Short problem 1:
Answer these questions from the passage on Ukraine's interim government:
(a) What is Vasily Kuak's occupation?
(b) Which two posts does Oleksandr V. Turchynov now hold?
(c) What did anyone need in order to enter or leave Dnipropetrovsk during the Soviet era?
Short problem 2: Write the next paragraph of the passage on Ukraine's interim government, starting right after its final sentence.

Provided passage:
___

Higgins writes that “the sight of luxury cars dropping off members of Parliament at the colonnaded legislature building … has stirred dismay and anger.”

“Again we see Mercedes and BMWs bringing deputies who are supposed to represent the people,” Vasily Kuak, a shipping broker, told the Times. “We don’t want to see these people again.”

However, everything seems to point to the same people — or others very much like them — holding onto power until the May election, and probably afterward as well. For the moment, former Prime Minister Yulia Tymoshenko (herself a wealthy “oligarchess”) is being presented as the top contender, due to her name recognition, her movie star looks, her “martyr” cache as a just-released “political prisoner, and, perhaps most importantly, the fact that members of her Fatherland Party and other allies now occupy many top slots in the Parliament and the executive offices of the interim government. 

As mentioned above, Oleksandr V. Turchynov, an ally and member of her Fatherland Party, is now Speaker of the Parliament and the acting chief executive. Not mentioned in new stories about Turchynov’s new leadership role is the fact that he is also an erstwhile head of the Security Service of Ukraine (SBU), which was a subsidiary of the KGB during the days of the USSR. Also rarely mentioned is that in his youth he was in charge of agitation and propaganda for the Komsomol (Communist Youth League) of Dnipropetrovsk, one of Ukraine’s largest and most important cities and military-industrial centers. During the Soviet era it was one of the secret “closed cities” that required special clearance to enter or leave. One of his comrades (and boss) in the Komsomol was Serhiy Tihipko, mentioned above, a fellow oligarch and political power broker.

___

Excerpts of bounding box data:
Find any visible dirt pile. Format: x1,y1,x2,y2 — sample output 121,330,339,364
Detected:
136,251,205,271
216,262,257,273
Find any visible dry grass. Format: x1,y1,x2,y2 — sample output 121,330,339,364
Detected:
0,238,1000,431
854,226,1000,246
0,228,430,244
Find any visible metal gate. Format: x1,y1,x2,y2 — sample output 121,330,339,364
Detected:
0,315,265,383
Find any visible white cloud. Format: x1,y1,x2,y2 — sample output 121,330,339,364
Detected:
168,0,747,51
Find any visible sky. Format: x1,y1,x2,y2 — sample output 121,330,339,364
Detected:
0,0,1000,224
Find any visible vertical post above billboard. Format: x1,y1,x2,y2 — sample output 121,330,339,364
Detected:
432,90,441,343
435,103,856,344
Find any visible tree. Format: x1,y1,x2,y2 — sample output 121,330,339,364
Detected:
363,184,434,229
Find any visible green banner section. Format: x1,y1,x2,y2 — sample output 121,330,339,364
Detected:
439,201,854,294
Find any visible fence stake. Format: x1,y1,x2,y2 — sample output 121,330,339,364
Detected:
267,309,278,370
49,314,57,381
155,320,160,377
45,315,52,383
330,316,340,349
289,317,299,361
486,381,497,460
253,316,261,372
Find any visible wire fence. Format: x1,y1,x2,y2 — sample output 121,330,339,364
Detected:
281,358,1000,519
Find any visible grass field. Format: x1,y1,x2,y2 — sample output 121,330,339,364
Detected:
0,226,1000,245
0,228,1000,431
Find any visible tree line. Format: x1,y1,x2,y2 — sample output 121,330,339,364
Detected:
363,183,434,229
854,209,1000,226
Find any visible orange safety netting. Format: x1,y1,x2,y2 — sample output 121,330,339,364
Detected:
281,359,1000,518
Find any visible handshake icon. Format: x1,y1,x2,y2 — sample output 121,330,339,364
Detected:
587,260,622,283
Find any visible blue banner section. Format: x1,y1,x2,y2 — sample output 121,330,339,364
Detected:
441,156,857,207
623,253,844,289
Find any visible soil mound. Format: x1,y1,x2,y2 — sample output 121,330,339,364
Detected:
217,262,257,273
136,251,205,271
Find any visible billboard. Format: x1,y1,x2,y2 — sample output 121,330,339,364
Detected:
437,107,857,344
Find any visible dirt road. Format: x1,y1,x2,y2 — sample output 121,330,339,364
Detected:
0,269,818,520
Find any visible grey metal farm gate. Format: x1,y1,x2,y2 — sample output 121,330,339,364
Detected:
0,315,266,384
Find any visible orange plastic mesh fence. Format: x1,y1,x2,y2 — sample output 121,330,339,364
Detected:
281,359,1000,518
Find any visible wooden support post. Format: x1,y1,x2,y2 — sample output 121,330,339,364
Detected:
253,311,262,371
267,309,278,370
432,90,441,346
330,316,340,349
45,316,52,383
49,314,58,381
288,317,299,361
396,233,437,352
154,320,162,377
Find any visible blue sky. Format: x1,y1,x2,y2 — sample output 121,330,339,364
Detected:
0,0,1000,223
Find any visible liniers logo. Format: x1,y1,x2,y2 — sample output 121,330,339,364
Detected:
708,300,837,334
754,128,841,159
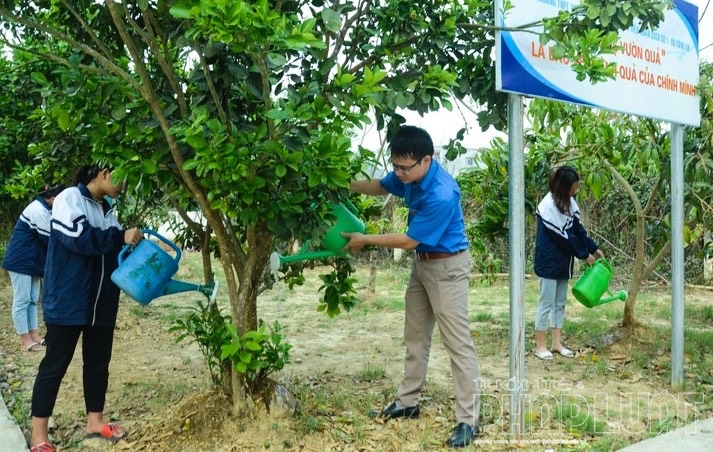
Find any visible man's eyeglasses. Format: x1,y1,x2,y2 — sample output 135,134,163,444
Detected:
391,157,423,174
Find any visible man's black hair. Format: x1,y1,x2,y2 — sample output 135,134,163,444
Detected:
389,126,433,160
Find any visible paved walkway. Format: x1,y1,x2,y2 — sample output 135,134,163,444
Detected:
0,390,713,452
619,417,713,452
0,397,28,452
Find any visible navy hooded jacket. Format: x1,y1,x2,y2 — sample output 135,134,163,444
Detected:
2,197,52,276
535,193,599,279
42,184,124,327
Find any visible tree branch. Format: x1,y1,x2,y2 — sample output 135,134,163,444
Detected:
62,0,112,58
193,47,230,124
0,6,141,92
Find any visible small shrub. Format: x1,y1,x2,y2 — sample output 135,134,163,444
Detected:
220,320,292,394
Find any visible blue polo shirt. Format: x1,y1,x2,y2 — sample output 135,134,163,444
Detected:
381,160,468,253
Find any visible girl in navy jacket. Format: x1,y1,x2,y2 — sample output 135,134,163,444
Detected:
2,185,64,352
535,166,604,359
30,165,143,452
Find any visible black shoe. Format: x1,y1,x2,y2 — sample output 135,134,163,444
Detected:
379,402,421,419
448,422,480,447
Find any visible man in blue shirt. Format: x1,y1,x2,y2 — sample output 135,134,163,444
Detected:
343,126,480,447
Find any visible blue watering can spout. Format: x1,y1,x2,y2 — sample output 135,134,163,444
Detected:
111,229,218,305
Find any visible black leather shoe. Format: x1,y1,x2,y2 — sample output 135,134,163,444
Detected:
379,402,421,419
448,422,480,447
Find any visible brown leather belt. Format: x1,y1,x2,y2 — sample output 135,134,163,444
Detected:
416,250,465,261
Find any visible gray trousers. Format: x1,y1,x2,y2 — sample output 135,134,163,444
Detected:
535,278,568,331
396,251,480,426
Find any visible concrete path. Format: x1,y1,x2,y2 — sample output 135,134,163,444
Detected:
0,397,28,452
619,417,713,452
0,388,713,452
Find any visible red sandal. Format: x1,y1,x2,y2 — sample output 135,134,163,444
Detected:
84,424,129,442
30,441,57,452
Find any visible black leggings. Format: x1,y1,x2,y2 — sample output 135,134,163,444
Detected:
32,325,114,418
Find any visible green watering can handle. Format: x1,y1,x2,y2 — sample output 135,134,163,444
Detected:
594,257,614,273
342,199,359,216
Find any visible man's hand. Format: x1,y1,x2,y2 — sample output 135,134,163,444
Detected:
342,232,368,252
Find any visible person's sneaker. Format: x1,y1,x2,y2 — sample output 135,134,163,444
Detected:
379,402,421,419
448,422,480,447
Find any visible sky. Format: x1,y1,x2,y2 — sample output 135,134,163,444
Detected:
357,0,713,150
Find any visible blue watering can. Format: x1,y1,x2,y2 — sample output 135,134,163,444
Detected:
111,229,218,305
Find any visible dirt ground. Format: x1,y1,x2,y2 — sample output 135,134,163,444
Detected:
0,254,710,451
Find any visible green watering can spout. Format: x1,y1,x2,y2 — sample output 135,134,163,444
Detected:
270,201,366,274
572,258,627,308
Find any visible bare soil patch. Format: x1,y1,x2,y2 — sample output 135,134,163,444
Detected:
0,253,711,451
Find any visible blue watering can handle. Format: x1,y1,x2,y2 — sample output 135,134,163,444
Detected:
119,229,181,265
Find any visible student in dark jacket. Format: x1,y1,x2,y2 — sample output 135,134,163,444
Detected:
30,165,143,452
535,166,604,360
2,185,64,352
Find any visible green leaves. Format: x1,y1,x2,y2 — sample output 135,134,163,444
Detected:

___

Exercise output 1:
(a) He is a shipping broker.
(b) He is Speaker of the Parliament and the acting chief executive.
(c) Special clearance.

Exercise output 2:
Another of Yulia Tymoshenko’s Fatherland Party members, Stepan Kubin, has been named as chairman of the central bank. She also may be able to count on support from oligarchs Arseniy Yatseniuk (an MP in her Fatherland Party) and Victor Pinchuk, whose connections to western Insiders could prove important. 

Another Tymoshenko government would signal that the reign of the oligarchs and  “former communists” (i.e., Kravchuk, Kuchma, Yanukovych) is continuing. Of course, the same would hold true for most of the other top contenders, with the exceptions, perhaps, being world heavyweight boxing champion (and Member of Parliament) Vitali Klitschko and “Chocolate King” billionaire Petro Poroshenko. We will have more on that, in our follow-up article, as well as an analysis of the key involvement of the Obama State Department, the CIA, Council on Foreign Relations (CFR), George Soros, the European Union, the IMF, the Brookings Institution, and other globalist Insiders in the current Ukrainian turmoil. We will also be assessing the Putin/Kremlin game plan in the unfolding situation as it pertains to the long-range strategy of conquest through “convergence,” particularly as that strategy has been detailed by top Soviet KGB defector Anatoliy Golitsyn.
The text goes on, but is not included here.